— start SUPPLIED TEXT —

The Board of Directors upon investigation may endorse or condemn an individual's action or conduct.

ARTICLE II. ELECTIONS

SECTION A.
Nominations - Nominations shall be made by petition signed by five (5) or more voting members, which petition shall be received by the Board of Directors, through the Secretary at least thirty (30) days prior to the date for mailing ballots.

SECTION B.
Conduct of General Elections - Ballots shall be mailed to voting members by October 15th every year and must be returned to the Board of Directors, through the Secretary, and must be received no later than November 5th (of the same year) in order to be counted. The Board of Directors shall conduct the election as a secret ballot, canvass and certify the results to the annual meeting of the organization. Special Elections shall be held at the discretion of the Board of Directors.

SECTION C.
Installation - New officers and directors shall be installed at the annual meeting and shall take office immediately upon installation.

ARTICLE III. ELECTIVE OFFICERS

SECTION A. Qualifications
President and Vice President shall be Licensed Land Surveyors in the State of Colorado, whose licensure is in full effect and shall be voting members in good standing of the parent organization (PLSC) and shall be residents of the State of Colorado. The Treasurer and Secretary shall be voting members in good standing of this chapter and shall be residents of the State of Colorado. The five (5) Directors shall be voting members in good standing of this chapter and shall be residents of the State of Colorado. Three (3) of the Directors shall be voting members of the PLSC and Licensed Land Surveyors in the State of Colorado, whose licensure is in full effect.

SECTION B. President
The President shall be the chief executive officer of the corporation and shall, subject to the control of the Board of Directors, have the general supervision, direction and control of the day-to-day business and affairs of the corporation. He shall have all the general powers and duties of management usually vested in the office of president of a corporation, and shall have such other duties and powers as may be prescribed by the Board of Directors or by the By-Laws. The President shall preside at all meetings of both the Membership and the Board of Directors. At or before the first board meeting following his assumption of office, he shall appoint chair persons as are authorized by the Board of Directors. The President shall call special meetings of the Board of Directors as he deems necessary. The President shall be limited to two (2) consecutive one (1) year terms at a time in office. At the conclusion his term, the President shall become an advisory member of the Board of Directors, but shall have no voting power as a director, nor shall his presence be counted for determination of a quorum.

— end SUPPLIED TEXT —
— start PROVIDED INFORMATION —

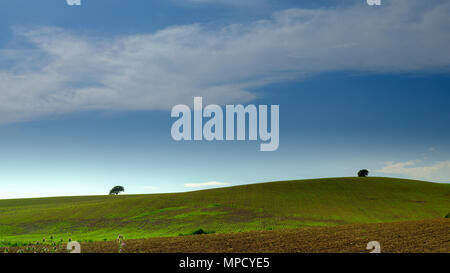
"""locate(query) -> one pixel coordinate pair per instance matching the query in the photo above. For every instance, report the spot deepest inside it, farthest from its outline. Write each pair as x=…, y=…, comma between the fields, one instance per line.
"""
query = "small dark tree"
x=116, y=190
x=363, y=173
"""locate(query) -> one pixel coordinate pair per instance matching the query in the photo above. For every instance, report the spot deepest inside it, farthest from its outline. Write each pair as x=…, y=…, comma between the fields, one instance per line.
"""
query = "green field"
x=265, y=206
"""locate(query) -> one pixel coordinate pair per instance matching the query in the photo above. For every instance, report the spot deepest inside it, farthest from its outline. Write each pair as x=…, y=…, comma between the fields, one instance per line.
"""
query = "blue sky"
x=86, y=92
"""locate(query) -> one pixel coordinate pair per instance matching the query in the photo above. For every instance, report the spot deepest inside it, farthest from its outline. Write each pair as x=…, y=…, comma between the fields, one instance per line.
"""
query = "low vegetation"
x=276, y=206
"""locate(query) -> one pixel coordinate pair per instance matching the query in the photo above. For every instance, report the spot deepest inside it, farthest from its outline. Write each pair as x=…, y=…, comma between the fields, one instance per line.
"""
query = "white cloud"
x=206, y=184
x=67, y=72
x=439, y=171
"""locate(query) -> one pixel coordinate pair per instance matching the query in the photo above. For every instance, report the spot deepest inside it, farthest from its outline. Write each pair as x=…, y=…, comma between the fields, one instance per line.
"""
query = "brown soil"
x=407, y=237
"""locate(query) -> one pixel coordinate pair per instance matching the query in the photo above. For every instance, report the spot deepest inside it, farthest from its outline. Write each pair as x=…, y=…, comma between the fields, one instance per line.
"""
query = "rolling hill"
x=265, y=206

— end PROVIDED INFORMATION —

▸ **GIVEN EXERCISE 1**: Output the passage of the bylaws excerpt from "Nominations - Nominations" to "immediately upon installation." word for word.
▸ **GIVEN EXERCISE 2**: Return every line of the records unchanged, leaving out the pictures.

▸ **CORRECT ANSWER 1**:
Nominations - Nominations shall be made by petition signed by five (5) or more voting members, which petition shall be received by the Board of Directors, through the Secretary at least thirty (30) days prior to the date for mailing ballots.

SECTION B.
Conduct of General Elections - Ballots shall be mailed to voting members by October 15th every year and must be returned to the Board of Directors, through the Secretary, and must be received no later than November 5th (of the same year) in order to be counted. The Board of Directors shall conduct the election as a secret ballot, canvass and certify the results to the annual meeting of the organization. Special Elections shall be held at the discretion of the Board of Directors.

SECTION C.
Installation - New officers and directors shall be installed at the annual meeting and shall take office immediately upon installation.

▸ **CORRECT ANSWER 2**:
"""locate(query) -> one pixel coordinate pair per instance matching the query in the photo above. For every instance, report the spot deepest inside it, farthest from its outline. Write each pair as x=…, y=…, comma between the fields, one instance per line.
"""
query = "small dark tree"
x=116, y=190
x=363, y=173
"""locate(query) -> one pixel coordinate pair per instance matching the query in the photo above. For every instance, report the spot deepest inside it, farthest from its outline. Write each pair as x=…, y=…, comma between the fields, one instance per line.
"""
query = "green field"
x=265, y=206
"""locate(query) -> one pixel coordinate pair per instance matching the query in the photo above. For every instance, report the spot deepest inside it, farthest from its outline. Write each pair as x=…, y=…, comma between the fields, one instance per line.
"""
query = "blue sky"
x=86, y=92
"""locate(query) -> one pixel coordinate pair per instance matching the query in the photo above. For every instance, report the spot deepest inside it, farthest from its outline. Write each pair as x=…, y=…, comma between the fields, one instance per line.
"""
query = "low vegetation"
x=276, y=206
"""locate(query) -> one pixel coordinate pair per instance matching the query in the photo above. For every instance, report the spot deepest inside it, farthest from its outline. Write each pair as x=…, y=…, comma between the fields, one instance per line.
"""
query = "white cloud"
x=206, y=184
x=67, y=72
x=439, y=171
"""locate(query) -> one pixel coordinate pair per instance matching the query in the photo above. For every instance, report the spot deepest inside it, farthest from its outline. Write each pair as x=…, y=…, comma between the fields, one instance per line.
"""
query = "brown soil"
x=407, y=237
"""locate(query) -> one pixel coordinate pair per instance matching the query in the photo above. For every instance, report the spot deepest inside it, farthest from its outline. Write each pair as x=…, y=…, comma between the fields, one instance per line.
"""
query = "rolling hill"
x=265, y=206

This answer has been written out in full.